# Selected extract
------------------------------------

It was a matter of two minutes. Those 120 seconds against Real Madrid that ultimately secured a spot in the Champions League final was a reminder of what used to be for Chelsea, the distance they’ve travelled so rapidly under Thomas Tuchel, and the illuminating immediate future that lies ahead.
The half-hour mark hadn’t materialised yet at Stamford Bridge when Karim Benzema picked up possession 25 yards out and powered a low curler destined for the bottom right.
Edouard Mendy extended himself, using a fingertip to push the effort around the post. It was superb goalkeeping and it seemed an altogether different age when Chelsea’s situation between the sticks was destabilising the team to such epic proportions that conceding was a self-fulfilling prophecy.
Then, before Zinedine Zidane’s men knew it, they were behind. N’Golo Kante had played a one-two with Timo Werner, who spun and supplied Kai Havertz out wide. He motioned into the box down the left channel, drew Thibaut Courtois and clipped the keeper, with the cute effort cannoning off the crossbar.
But Werner had been following up and headed the dropping ball in to put Chelsea ahead and through to Istanbul.
It seemed an altogether different age when the Germany international was seen as an expensive, duff purchase by the Stamford Bridge side, cursed in front of goal.

------------------------------------

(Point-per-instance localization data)
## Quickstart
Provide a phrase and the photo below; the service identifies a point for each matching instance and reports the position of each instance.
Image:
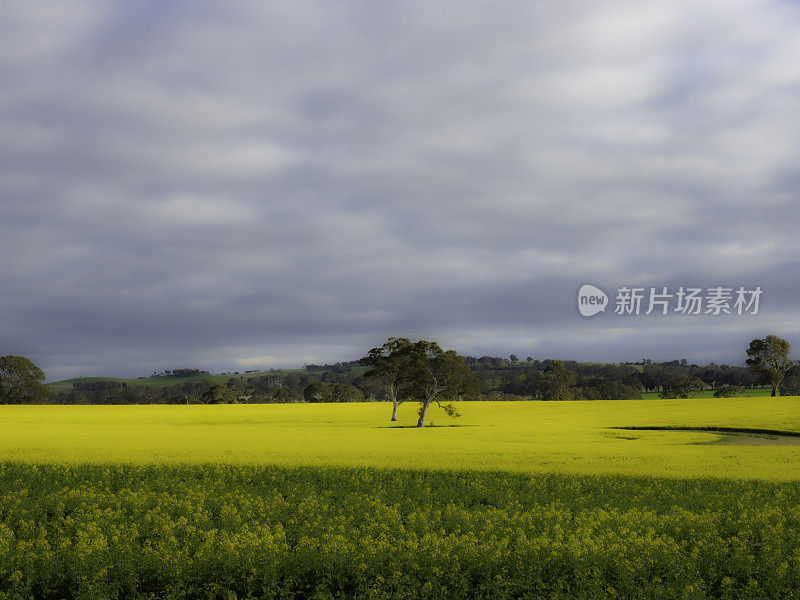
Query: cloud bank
(245, 185)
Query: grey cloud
(226, 184)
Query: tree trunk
(423, 413)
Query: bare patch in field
(732, 436)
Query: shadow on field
(415, 427)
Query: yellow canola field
(567, 437)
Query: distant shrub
(730, 391)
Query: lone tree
(392, 363)
(219, 394)
(439, 376)
(770, 359)
(21, 381)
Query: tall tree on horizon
(770, 359)
(391, 362)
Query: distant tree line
(495, 378)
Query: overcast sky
(233, 186)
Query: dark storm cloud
(239, 186)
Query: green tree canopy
(21, 381)
(439, 376)
(392, 364)
(770, 359)
(219, 394)
(559, 381)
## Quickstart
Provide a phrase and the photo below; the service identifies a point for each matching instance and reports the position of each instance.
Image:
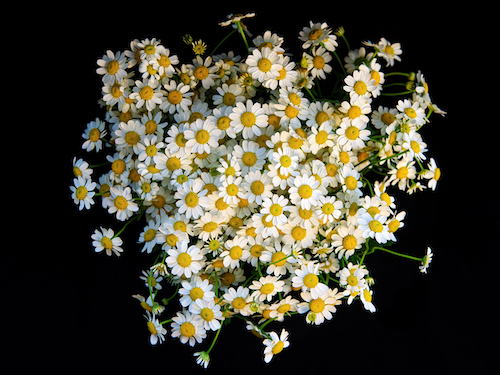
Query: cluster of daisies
(260, 195)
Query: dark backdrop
(66, 306)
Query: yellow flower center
(187, 329)
(120, 202)
(191, 199)
(248, 119)
(311, 280)
(184, 259)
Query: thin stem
(222, 41)
(398, 254)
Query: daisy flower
(156, 329)
(374, 227)
(106, 240)
(195, 290)
(257, 187)
(321, 137)
(402, 173)
(275, 208)
(263, 64)
(347, 240)
(184, 261)
(275, 344)
(209, 311)
(285, 160)
(203, 71)
(411, 112)
(250, 156)
(82, 192)
(234, 252)
(319, 308)
(320, 61)
(239, 300)
(148, 147)
(352, 278)
(188, 327)
(230, 190)
(427, 260)
(248, 119)
(266, 288)
(359, 84)
(299, 235)
(177, 97)
(202, 136)
(415, 145)
(304, 191)
(191, 199)
(328, 209)
(93, 134)
(228, 95)
(123, 203)
(147, 92)
(112, 67)
(352, 136)
(209, 226)
(307, 279)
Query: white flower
(93, 134)
(83, 192)
(266, 288)
(248, 119)
(123, 203)
(305, 192)
(189, 327)
(183, 260)
(263, 64)
(307, 278)
(191, 199)
(106, 240)
(202, 136)
(275, 345)
(112, 67)
(156, 329)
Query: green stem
(222, 41)
(398, 254)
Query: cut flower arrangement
(263, 180)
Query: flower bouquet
(263, 182)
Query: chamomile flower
(266, 288)
(202, 136)
(235, 252)
(275, 345)
(147, 93)
(177, 97)
(415, 145)
(183, 260)
(307, 279)
(305, 192)
(352, 136)
(374, 227)
(156, 329)
(188, 327)
(250, 156)
(248, 119)
(123, 204)
(191, 199)
(82, 192)
(92, 135)
(112, 67)
(263, 64)
(105, 239)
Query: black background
(68, 307)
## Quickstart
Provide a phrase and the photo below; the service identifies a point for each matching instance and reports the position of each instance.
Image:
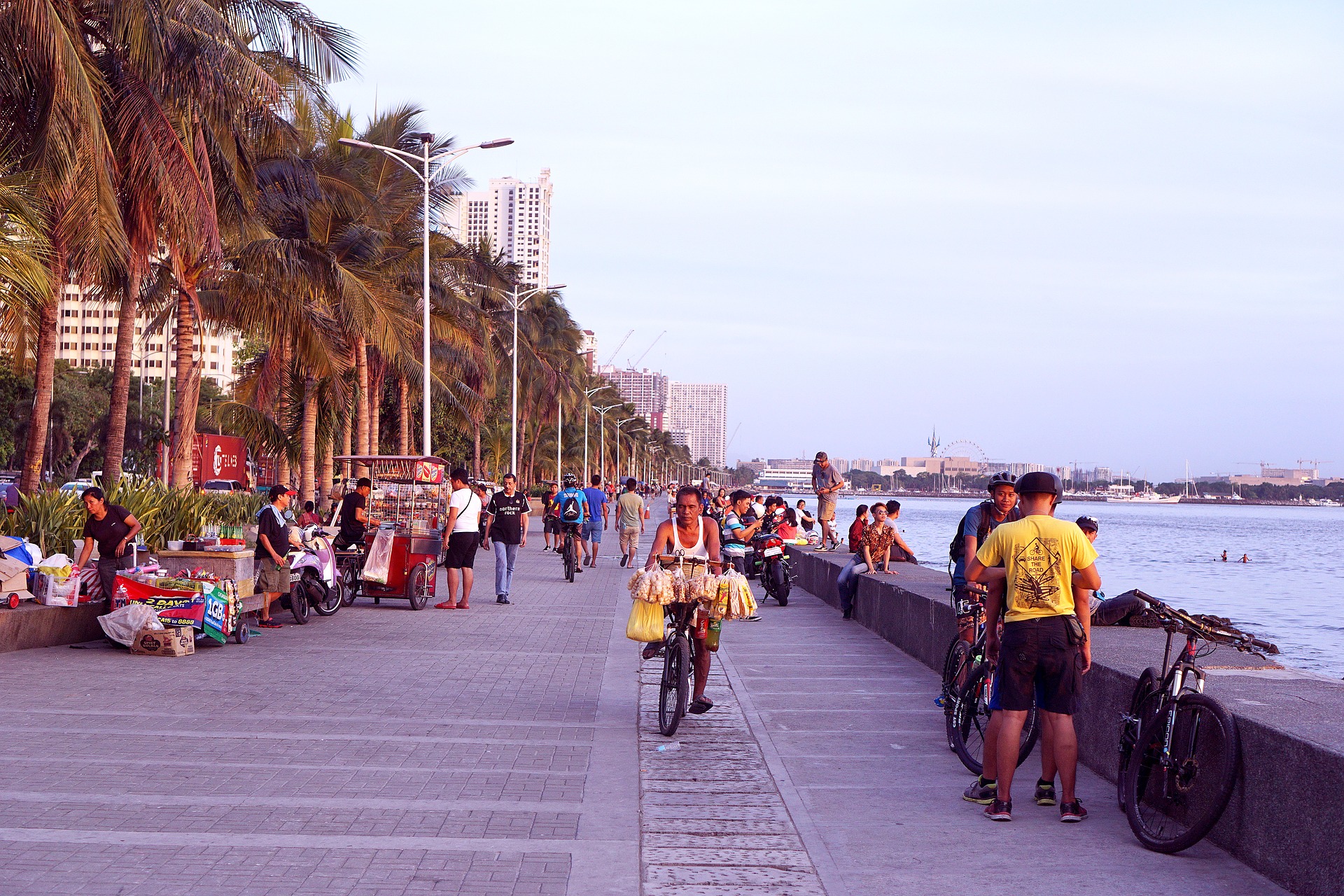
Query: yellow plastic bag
(645, 622)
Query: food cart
(409, 503)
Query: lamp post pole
(601, 435)
(426, 160)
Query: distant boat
(1144, 498)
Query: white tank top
(696, 550)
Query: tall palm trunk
(362, 402)
(284, 476)
(45, 382)
(121, 370)
(403, 414)
(308, 445)
(476, 449)
(188, 386)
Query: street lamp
(601, 435)
(587, 396)
(425, 159)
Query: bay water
(1291, 593)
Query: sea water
(1291, 593)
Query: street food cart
(409, 503)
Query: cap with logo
(1041, 481)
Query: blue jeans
(504, 556)
(847, 583)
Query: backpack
(570, 510)
(958, 543)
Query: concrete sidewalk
(379, 751)
(855, 743)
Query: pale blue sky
(1068, 232)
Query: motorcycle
(771, 564)
(315, 580)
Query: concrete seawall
(1281, 820)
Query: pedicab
(409, 503)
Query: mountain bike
(569, 532)
(1179, 747)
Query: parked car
(223, 485)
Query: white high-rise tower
(517, 216)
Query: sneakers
(1046, 794)
(981, 793)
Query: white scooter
(314, 580)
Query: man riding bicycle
(690, 535)
(573, 505)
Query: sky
(1063, 232)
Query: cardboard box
(174, 641)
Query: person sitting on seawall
(115, 528)
(860, 522)
(874, 548)
(901, 551)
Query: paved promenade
(511, 750)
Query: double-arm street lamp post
(426, 160)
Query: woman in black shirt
(113, 527)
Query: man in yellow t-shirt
(1043, 561)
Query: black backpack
(570, 511)
(958, 543)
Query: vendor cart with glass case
(409, 504)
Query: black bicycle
(968, 684)
(1179, 747)
(569, 533)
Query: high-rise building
(645, 390)
(699, 414)
(517, 218)
(86, 330)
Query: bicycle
(968, 682)
(569, 532)
(1179, 747)
(678, 654)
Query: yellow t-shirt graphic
(1041, 555)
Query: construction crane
(619, 346)
(636, 362)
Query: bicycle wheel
(676, 684)
(1142, 704)
(953, 676)
(1174, 798)
(971, 720)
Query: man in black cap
(827, 481)
(272, 546)
(1044, 643)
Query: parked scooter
(314, 580)
(771, 562)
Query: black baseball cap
(1041, 482)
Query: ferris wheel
(965, 448)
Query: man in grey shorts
(827, 481)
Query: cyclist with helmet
(974, 528)
(573, 505)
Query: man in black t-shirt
(354, 514)
(505, 528)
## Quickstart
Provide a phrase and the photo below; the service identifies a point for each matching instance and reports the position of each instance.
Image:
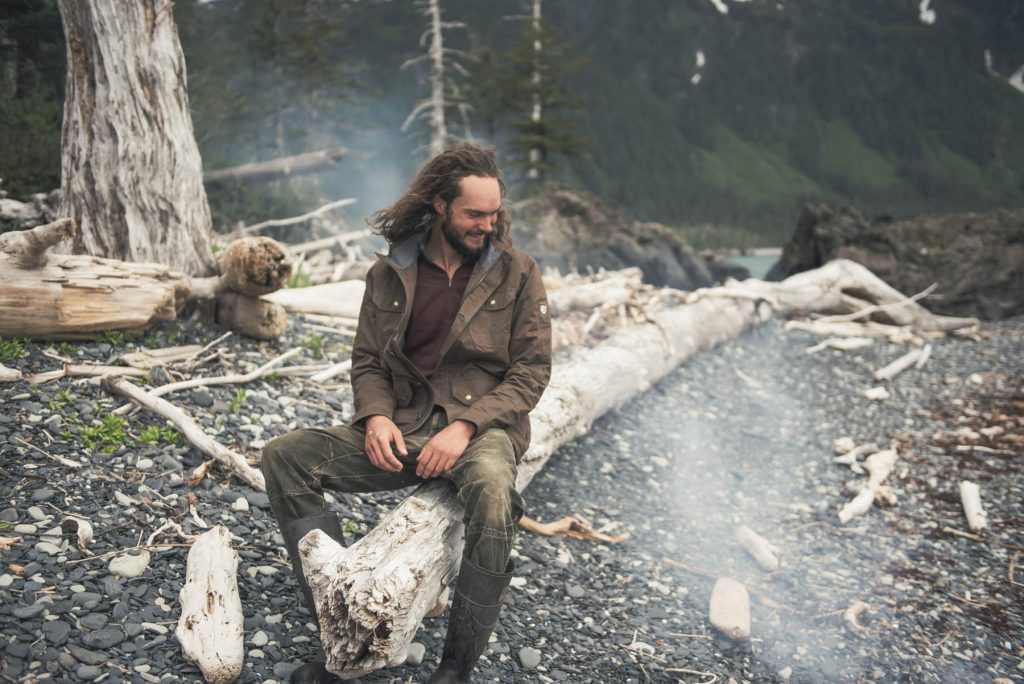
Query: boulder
(572, 230)
(974, 258)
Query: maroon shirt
(434, 308)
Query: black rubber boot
(478, 598)
(314, 672)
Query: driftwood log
(210, 629)
(59, 297)
(372, 597)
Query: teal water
(758, 264)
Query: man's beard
(468, 253)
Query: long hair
(439, 177)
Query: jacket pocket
(489, 329)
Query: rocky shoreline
(741, 434)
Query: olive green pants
(300, 465)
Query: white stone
(127, 565)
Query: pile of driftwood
(620, 337)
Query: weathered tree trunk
(60, 296)
(284, 167)
(131, 173)
(372, 596)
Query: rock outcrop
(572, 231)
(976, 259)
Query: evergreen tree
(541, 68)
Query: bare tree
(131, 173)
(443, 93)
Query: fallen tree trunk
(372, 597)
(66, 297)
(283, 167)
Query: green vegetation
(237, 400)
(314, 343)
(61, 400)
(116, 337)
(107, 435)
(299, 279)
(11, 348)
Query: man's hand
(381, 433)
(444, 449)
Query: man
(452, 352)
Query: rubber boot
(314, 672)
(478, 598)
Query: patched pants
(300, 465)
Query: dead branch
(574, 526)
(338, 204)
(282, 167)
(189, 428)
(242, 379)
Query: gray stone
(85, 655)
(416, 653)
(88, 673)
(529, 657)
(105, 638)
(29, 611)
(56, 632)
(42, 494)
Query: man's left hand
(440, 454)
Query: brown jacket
(495, 361)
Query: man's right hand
(381, 433)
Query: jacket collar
(403, 254)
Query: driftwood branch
(210, 629)
(189, 428)
(238, 379)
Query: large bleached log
(60, 296)
(372, 597)
(335, 299)
(210, 629)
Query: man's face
(470, 218)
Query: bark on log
(131, 173)
(283, 167)
(210, 629)
(254, 266)
(372, 597)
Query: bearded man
(452, 351)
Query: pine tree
(541, 66)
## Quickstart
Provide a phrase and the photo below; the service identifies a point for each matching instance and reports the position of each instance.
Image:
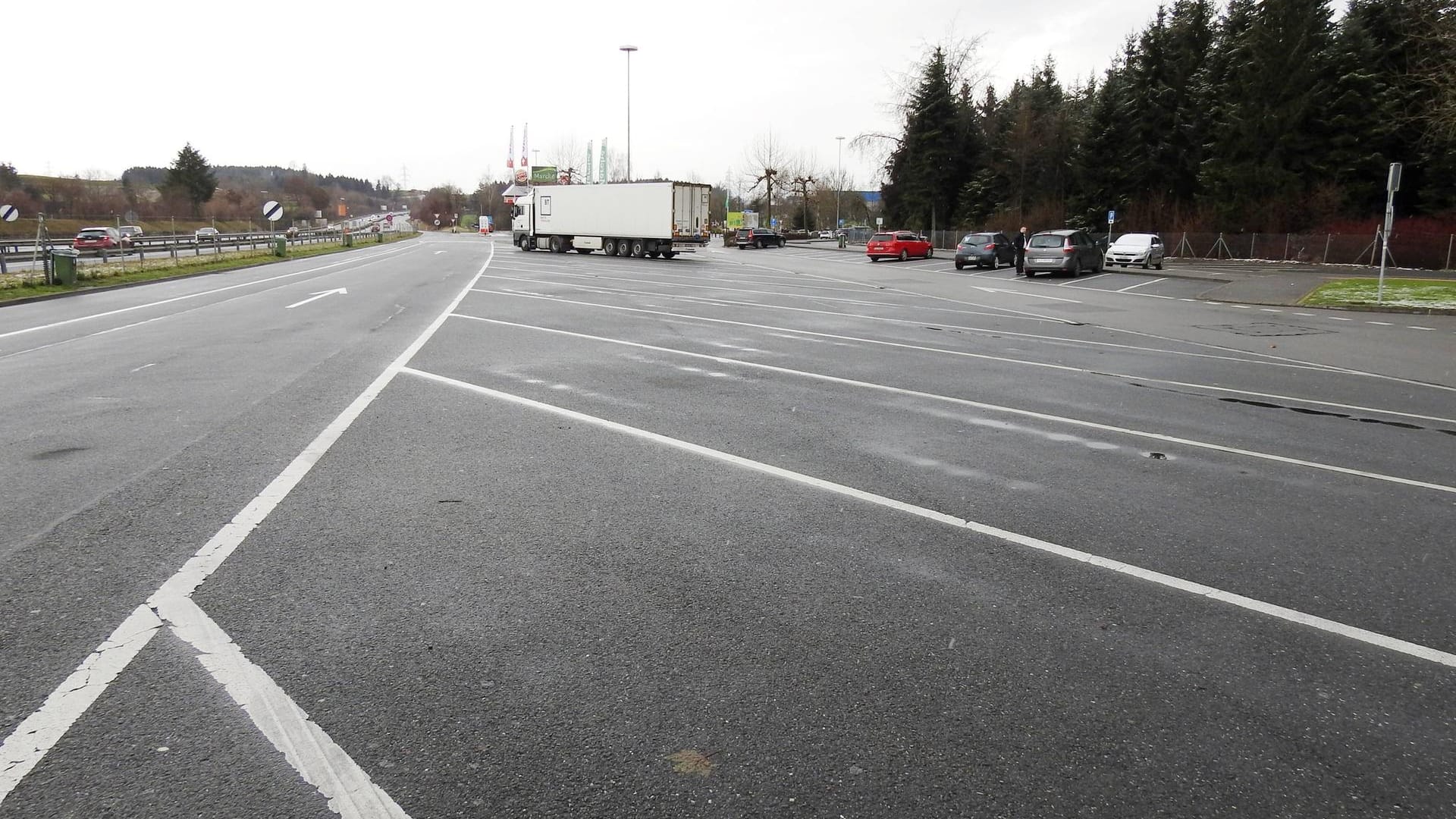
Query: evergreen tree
(193, 178)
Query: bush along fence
(1424, 251)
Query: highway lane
(519, 582)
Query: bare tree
(769, 165)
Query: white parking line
(1142, 284)
(42, 729)
(1005, 535)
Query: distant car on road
(98, 240)
(758, 238)
(1062, 251)
(1136, 248)
(900, 245)
(984, 249)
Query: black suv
(758, 238)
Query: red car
(98, 240)
(900, 245)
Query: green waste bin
(63, 265)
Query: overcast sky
(367, 89)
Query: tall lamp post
(839, 180)
(629, 50)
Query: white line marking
(1156, 577)
(308, 748)
(204, 292)
(1062, 368)
(41, 730)
(1141, 284)
(321, 295)
(69, 701)
(1024, 293)
(1081, 280)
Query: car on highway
(1145, 249)
(98, 240)
(1062, 251)
(984, 249)
(758, 238)
(899, 245)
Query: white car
(1145, 249)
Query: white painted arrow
(316, 297)
(1024, 293)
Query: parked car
(984, 249)
(1062, 251)
(900, 245)
(98, 240)
(758, 238)
(1138, 248)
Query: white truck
(631, 219)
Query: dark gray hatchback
(1062, 251)
(984, 249)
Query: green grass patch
(1439, 293)
(95, 276)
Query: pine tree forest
(1251, 117)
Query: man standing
(1021, 251)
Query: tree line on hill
(1267, 117)
(193, 187)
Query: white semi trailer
(632, 219)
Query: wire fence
(1424, 251)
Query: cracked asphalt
(740, 534)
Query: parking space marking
(30, 742)
(1142, 284)
(1003, 535)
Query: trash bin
(63, 265)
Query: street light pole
(839, 180)
(629, 50)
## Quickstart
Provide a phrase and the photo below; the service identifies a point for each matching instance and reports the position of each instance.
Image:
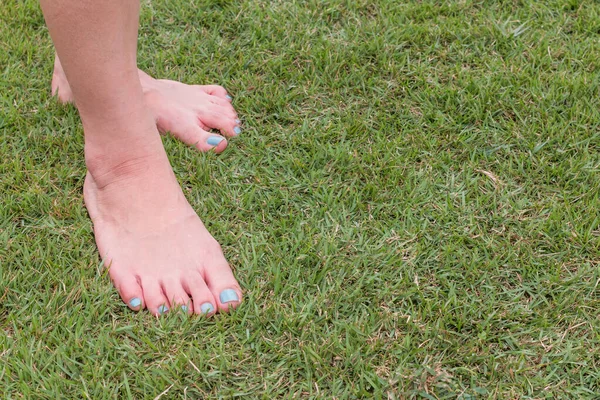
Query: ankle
(117, 161)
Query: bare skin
(188, 112)
(159, 254)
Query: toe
(220, 118)
(222, 284)
(129, 289)
(203, 140)
(155, 300)
(204, 302)
(177, 296)
(216, 90)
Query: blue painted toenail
(228, 295)
(214, 140)
(206, 308)
(163, 309)
(135, 302)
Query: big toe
(224, 287)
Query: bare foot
(159, 254)
(188, 112)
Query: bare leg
(188, 112)
(158, 251)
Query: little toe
(203, 140)
(129, 290)
(223, 286)
(155, 300)
(204, 302)
(177, 296)
(221, 119)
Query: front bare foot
(188, 112)
(159, 254)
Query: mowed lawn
(413, 208)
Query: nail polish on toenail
(163, 309)
(228, 295)
(206, 308)
(135, 302)
(214, 140)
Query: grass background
(412, 208)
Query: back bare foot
(188, 112)
(159, 254)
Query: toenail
(228, 295)
(214, 140)
(135, 302)
(163, 309)
(206, 308)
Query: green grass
(412, 209)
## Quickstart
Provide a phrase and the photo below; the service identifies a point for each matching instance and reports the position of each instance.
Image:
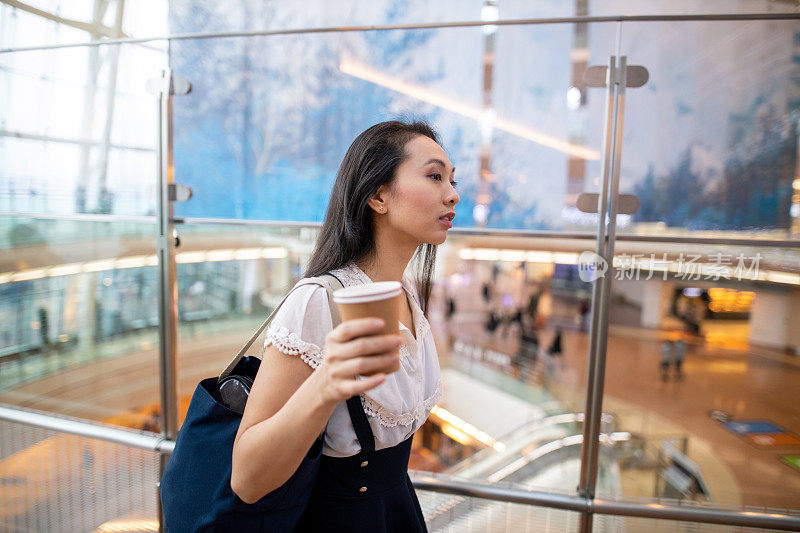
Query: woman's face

------------------------------------

# What to do
#1 Translate this sentence from the Chelsea match report into Spanish: "But Werner had been following up and headed the dropping ball in to put Chelsea ahead and through to Istanbul."
#2 In the Chelsea match report, who pushed Karim Benzema's low curler around the post?
#3 List every Chelsea player named in the Chelsea match report.

# Expected responses
#1 Pero Werner había seguido la jugada y cabeceó el balón que caía para adelantar al Chelsea y clasificarlo para Estambul.

#2 Edouard Mendy, using a fingertip.

#3
Edouard Mendy
N'Golo Kante
Timo Werner
Kai Havertz